TUGAS: Terjemahkan kalimat "Aron bercita-cita menjadi sarjana teknik mesin." dari kisah Aron Ralston di bawah ini ke dalam bahasa Inggris.

Namanya Aron Ralston.
Dia seperti anak-anak lelakii pada umumnya. Tinggal tak jauh dari pegunungam Blue John di negara bagian Utah, membuatnya keranjingan dan tergila-gila kepada gunung, tebing, dan bukit-bukit. Kadang sendirian, dengan sepeda, tanpa persiapan, begitu saja dia menggeletakkan sepada gunungnya di semak-semak untuk kemudian menjajal beberapa bukit.
Aron bercita-cita menjadi sarjana teknik mesin. Tetapi nasib membawanya sebagai penulis buku, pembicara yang laku dengan jadwal yang sangat padat dan motivator yang selalu dirubung pemuda karena buku yang ditulisnya. Buku itu telah menjadi buku ‘best seller’. Buku itu bercerita tentang: Kekuatan mental, kesabaran, ketabahan hati dan keyakinan!.
Inilah kisahnya.
26 April 2003. Suatu pagi yang cerah, Aron mendaki perbukitan yang sangat dikenalnya. Peralatan pendakian yang dibawanya standar saja. Sepeda gunung ditambatkan begitu saja di semak-semak dekat pepohonan.
Perbukitan yang dijelajahinya itu sangat disukainya karena sunyi dan hening. Untuk melukiskan keheningan tempat itu: bahkan dia bisa mendengar desah nafasnya sendiri.
Dia dikejutkan oleh suara manusia lain. Dua orang gadis! Wuih, antara heran dan kagum dan senang dengan kehadiran dua ‘gadis kota’ itu, mereka lalu berkenalan.
Aron bercerita bahwa dia akan mendaki bukit. Dia lalu menawarkan diri menjadi pemandu sambil pamer bahwa dia mengenal tempat itu seperti dia mengenal telapak tangannya sendiri.

BAHAN:
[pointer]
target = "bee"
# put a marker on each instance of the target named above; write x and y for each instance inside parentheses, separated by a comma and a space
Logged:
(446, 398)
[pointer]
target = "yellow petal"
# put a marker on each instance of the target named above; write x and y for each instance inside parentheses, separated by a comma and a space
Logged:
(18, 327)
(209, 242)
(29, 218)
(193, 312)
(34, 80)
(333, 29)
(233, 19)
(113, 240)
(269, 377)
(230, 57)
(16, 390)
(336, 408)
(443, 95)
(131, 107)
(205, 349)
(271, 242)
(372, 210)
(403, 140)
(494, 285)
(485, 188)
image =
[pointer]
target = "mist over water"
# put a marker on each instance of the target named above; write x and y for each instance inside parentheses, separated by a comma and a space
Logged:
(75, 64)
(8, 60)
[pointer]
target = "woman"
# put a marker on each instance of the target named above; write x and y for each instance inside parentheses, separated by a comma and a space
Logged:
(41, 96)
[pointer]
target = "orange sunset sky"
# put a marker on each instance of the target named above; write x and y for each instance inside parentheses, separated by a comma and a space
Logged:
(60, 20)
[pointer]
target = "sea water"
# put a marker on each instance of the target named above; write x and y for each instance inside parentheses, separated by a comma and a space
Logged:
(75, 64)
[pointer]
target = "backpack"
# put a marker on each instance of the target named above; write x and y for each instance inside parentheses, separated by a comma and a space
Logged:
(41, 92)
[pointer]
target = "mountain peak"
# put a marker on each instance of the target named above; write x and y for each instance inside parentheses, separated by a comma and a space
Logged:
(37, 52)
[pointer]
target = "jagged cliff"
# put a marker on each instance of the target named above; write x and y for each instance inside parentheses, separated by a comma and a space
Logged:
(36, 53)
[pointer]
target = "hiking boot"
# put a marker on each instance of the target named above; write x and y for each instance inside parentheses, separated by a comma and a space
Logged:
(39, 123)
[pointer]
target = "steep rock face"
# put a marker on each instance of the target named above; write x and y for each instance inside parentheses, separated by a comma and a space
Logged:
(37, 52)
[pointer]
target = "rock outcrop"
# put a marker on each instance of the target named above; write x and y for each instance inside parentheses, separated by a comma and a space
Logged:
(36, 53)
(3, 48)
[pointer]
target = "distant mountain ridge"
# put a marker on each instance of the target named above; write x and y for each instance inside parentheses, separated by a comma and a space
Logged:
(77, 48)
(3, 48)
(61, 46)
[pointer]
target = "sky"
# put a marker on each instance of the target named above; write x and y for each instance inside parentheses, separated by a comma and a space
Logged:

JAWABAN YANG DIHARAPKAN: Aron aspired to become a mechanical engineering graduate.